GOAL OF THE EXERCISE = Gather every line of the material below that contains the string "sliding", and copy each one out in full.

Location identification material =
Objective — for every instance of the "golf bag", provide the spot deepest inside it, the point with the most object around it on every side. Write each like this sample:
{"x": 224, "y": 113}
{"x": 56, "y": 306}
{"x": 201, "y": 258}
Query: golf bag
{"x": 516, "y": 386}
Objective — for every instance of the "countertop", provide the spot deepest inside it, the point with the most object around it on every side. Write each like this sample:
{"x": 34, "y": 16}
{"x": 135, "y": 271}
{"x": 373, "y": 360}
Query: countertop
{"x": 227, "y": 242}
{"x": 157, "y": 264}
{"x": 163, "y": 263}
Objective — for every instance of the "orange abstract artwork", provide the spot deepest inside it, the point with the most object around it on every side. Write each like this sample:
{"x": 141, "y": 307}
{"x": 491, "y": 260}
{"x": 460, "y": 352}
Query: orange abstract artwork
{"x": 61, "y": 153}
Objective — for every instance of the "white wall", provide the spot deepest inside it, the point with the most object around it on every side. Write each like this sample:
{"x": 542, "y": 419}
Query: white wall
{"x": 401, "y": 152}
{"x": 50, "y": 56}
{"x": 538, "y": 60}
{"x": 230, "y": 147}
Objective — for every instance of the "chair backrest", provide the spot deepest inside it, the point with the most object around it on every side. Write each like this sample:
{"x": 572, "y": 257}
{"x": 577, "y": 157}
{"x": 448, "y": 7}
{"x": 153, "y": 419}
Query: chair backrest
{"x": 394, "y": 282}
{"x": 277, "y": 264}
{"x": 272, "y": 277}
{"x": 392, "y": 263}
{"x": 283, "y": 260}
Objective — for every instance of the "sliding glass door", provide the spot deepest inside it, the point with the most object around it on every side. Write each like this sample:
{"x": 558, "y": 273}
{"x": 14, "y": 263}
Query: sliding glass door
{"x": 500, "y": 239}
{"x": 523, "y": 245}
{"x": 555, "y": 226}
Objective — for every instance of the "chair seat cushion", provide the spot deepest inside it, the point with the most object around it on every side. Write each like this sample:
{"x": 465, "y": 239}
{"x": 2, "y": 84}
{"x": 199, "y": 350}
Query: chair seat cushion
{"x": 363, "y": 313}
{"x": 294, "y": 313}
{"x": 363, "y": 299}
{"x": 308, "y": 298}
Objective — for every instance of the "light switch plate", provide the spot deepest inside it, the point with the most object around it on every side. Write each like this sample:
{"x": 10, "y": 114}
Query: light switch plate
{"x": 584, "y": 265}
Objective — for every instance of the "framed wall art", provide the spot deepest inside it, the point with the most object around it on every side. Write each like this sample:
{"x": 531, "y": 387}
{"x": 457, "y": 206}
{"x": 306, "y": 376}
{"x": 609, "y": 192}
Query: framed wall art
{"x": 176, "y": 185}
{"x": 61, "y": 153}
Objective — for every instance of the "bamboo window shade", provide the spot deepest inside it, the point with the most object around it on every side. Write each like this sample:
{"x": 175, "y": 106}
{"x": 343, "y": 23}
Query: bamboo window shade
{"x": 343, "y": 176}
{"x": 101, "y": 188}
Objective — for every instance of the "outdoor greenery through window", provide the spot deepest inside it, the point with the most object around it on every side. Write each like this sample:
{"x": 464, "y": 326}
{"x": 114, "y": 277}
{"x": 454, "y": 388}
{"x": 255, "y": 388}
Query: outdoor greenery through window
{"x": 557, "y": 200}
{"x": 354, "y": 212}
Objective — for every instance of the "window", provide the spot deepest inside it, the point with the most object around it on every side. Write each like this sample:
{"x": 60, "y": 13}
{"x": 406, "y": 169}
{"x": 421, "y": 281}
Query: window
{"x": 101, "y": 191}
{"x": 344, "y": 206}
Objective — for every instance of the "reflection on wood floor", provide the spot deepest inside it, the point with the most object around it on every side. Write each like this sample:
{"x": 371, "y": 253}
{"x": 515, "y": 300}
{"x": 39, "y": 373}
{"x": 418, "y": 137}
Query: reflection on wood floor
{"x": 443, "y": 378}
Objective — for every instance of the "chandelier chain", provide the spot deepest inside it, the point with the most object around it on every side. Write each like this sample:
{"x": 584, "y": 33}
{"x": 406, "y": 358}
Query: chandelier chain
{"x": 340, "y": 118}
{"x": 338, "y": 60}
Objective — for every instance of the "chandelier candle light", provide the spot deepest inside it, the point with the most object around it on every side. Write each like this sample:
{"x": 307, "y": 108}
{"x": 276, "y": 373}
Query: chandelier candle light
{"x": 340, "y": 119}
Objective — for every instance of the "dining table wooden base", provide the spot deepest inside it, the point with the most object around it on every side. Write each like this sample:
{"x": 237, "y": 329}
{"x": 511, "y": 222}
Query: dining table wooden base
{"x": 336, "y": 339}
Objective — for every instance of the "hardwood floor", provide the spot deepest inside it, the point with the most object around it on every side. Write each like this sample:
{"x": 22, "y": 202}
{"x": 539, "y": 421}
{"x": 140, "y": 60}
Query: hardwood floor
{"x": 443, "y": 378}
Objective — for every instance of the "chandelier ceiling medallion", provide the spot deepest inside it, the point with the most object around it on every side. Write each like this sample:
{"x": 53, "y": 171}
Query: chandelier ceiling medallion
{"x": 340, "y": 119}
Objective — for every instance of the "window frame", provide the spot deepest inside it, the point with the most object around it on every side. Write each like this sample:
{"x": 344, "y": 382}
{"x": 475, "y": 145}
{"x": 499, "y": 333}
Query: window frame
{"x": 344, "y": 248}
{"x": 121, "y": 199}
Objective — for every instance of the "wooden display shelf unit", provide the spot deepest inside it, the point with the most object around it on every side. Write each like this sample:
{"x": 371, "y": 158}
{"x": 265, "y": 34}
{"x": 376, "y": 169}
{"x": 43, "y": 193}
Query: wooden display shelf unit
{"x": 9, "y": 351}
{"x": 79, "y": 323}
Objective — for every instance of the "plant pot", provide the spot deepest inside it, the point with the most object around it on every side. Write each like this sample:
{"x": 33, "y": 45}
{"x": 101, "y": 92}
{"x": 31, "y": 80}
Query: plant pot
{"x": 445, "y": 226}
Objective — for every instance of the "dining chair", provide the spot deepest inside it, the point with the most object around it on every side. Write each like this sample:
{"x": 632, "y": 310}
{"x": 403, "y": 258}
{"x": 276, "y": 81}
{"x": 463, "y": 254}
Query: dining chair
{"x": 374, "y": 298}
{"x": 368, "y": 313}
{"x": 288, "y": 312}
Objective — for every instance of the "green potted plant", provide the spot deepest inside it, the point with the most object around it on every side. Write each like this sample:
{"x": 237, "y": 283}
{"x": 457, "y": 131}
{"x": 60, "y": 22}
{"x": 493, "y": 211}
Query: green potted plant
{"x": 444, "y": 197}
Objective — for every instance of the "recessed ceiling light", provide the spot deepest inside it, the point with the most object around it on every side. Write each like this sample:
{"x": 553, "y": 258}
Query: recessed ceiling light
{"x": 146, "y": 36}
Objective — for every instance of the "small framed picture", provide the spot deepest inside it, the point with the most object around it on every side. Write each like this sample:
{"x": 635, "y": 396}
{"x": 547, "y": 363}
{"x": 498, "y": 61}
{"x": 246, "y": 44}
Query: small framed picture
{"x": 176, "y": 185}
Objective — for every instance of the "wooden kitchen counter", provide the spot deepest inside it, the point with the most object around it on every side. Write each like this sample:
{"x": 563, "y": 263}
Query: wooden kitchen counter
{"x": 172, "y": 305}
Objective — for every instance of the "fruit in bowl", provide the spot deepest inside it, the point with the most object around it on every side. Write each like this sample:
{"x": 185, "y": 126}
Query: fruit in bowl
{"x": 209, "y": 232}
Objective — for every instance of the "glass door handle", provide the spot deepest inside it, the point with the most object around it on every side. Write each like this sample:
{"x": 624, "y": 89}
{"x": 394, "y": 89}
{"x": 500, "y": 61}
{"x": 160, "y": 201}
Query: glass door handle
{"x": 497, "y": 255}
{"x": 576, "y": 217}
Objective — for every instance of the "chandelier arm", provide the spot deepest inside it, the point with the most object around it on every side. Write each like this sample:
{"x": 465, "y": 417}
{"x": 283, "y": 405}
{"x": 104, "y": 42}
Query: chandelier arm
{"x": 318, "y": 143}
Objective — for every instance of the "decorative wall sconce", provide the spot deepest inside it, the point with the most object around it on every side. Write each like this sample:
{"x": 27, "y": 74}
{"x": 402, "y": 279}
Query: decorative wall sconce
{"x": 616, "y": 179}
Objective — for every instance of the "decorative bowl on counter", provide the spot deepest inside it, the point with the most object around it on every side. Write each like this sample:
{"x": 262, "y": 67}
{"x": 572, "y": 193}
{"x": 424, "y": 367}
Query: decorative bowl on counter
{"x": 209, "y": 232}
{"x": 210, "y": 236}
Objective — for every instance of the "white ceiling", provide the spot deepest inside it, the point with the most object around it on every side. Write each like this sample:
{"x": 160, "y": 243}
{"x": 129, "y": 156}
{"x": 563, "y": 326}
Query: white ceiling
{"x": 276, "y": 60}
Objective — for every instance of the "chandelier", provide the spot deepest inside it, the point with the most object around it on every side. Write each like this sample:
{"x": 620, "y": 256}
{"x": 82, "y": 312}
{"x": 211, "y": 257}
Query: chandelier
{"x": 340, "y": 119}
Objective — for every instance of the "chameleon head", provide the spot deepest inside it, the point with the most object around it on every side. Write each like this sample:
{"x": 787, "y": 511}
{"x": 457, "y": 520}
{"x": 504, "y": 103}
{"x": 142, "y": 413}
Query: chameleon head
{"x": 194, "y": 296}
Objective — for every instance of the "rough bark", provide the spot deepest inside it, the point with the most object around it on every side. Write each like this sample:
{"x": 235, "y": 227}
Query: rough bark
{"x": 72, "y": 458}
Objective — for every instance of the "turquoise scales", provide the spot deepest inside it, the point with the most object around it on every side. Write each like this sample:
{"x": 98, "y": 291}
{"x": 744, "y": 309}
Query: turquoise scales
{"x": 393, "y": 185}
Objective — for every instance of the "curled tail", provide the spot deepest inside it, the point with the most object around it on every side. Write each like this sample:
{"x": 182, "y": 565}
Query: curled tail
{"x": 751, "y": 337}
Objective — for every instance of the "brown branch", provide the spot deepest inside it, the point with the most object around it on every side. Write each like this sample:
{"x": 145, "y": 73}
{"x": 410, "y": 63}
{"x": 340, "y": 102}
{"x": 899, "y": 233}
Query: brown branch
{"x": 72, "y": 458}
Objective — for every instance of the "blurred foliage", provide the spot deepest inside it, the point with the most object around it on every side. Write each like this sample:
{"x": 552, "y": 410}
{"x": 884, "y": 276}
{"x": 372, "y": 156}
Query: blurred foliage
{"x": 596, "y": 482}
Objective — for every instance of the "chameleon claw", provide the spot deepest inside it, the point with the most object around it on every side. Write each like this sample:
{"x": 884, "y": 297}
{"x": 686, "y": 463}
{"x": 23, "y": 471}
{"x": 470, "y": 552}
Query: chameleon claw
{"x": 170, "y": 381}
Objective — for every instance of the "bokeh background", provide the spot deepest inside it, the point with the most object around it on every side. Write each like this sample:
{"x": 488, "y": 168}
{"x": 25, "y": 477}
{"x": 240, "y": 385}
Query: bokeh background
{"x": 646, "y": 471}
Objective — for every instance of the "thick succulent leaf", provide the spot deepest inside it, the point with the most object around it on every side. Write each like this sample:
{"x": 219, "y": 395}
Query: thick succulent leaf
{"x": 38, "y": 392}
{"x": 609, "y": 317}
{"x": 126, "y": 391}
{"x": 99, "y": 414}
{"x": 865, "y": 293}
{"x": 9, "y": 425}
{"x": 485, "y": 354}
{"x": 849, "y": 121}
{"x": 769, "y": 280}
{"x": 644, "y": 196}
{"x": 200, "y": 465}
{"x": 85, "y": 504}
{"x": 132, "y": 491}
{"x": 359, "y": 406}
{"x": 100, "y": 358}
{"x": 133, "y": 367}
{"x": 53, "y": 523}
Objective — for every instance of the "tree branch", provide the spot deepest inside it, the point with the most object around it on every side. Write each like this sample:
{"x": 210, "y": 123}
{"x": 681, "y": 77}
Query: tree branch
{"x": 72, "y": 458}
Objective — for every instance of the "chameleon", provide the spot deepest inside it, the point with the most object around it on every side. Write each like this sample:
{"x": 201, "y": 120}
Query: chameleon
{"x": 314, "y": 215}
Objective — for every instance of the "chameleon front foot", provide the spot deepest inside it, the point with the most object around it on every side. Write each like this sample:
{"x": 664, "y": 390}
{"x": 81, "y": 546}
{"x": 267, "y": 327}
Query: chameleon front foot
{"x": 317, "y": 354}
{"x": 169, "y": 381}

SOLUTION BELOW =
Objective — for every instance of the "sliding glass door", provide the spot deepest inside it, the point with the most object around it on every side. Write each like this sample:
Query: sliding glass door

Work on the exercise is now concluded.